__Direction__
Rewrite the lines below as a numbered list, leaving out any blank lines.

__Provided information__
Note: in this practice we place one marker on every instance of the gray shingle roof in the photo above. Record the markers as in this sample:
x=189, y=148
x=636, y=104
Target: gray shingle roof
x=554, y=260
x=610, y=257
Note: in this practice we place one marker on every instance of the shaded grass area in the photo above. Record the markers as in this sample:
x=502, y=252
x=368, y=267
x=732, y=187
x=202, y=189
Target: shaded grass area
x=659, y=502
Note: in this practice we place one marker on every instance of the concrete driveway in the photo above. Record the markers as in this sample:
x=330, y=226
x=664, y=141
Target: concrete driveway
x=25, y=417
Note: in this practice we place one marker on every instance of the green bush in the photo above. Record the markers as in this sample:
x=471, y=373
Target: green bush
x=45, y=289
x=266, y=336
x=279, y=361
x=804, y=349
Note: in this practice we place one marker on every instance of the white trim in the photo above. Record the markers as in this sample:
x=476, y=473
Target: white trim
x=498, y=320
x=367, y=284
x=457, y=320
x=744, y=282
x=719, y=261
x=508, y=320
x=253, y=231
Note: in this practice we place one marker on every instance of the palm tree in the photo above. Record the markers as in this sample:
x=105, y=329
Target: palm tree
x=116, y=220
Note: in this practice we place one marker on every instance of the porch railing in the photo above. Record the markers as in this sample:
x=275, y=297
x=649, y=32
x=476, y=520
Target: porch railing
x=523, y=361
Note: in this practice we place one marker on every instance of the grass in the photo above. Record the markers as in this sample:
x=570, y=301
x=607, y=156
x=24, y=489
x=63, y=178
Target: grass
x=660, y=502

__Reply__
1. Note: in this practice we place one marker on every instance of the gray shingle roof in the photo above. Record the markers as in this sample:
2. x=189, y=148
3. x=636, y=104
4. Target: gray shingle roof
5. x=554, y=260
6. x=610, y=257
7. Note: in this practice we place one marker on every instance of the shaded grass area in the photo above. Record the markers as in this sample:
8. x=502, y=252
9. x=368, y=267
10. x=732, y=187
11. x=202, y=189
12. Target: shaded grass area
13. x=659, y=502
14. Note: in this practice we place one marker on every instance of the concrete driveway in the photo above. Record the markers as in this sample:
15. x=330, y=226
16. x=664, y=141
17. Target: concrete driveway
18. x=25, y=417
19. Note: in this practice we place one marker on every instance of the green bush in the photo above. Record the markers as in this sample:
20. x=471, y=373
21. Target: green bush
22. x=45, y=289
23. x=266, y=336
24. x=279, y=361
25. x=804, y=349
26. Note: in this practice we place one marker on every instance of the white trim in the photo above. Record the markers as in this sample:
27. x=476, y=473
28. Target: white trim
29. x=498, y=320
30. x=367, y=284
31. x=457, y=320
32. x=744, y=282
33. x=719, y=261
34. x=508, y=320
35. x=253, y=231
36. Note: in this practice we place one marker on every instance of the palm tree in the photo above. Record the markers as in this sample:
37. x=105, y=329
38. Target: palm tree
39. x=116, y=220
40. Note: in this practice we place one marker on every instance of the porch railing in the photo above. Record the markers as in this sample:
41. x=275, y=297
42. x=649, y=32
43. x=476, y=520
44. Target: porch railing
45. x=523, y=361
46. Note: in this practice we place one marker on every instance of the grass in the photo above. Record the markers as in this sample:
47. x=570, y=301
48. x=607, y=156
49. x=24, y=489
50. x=63, y=178
51. Target: grass
52. x=660, y=502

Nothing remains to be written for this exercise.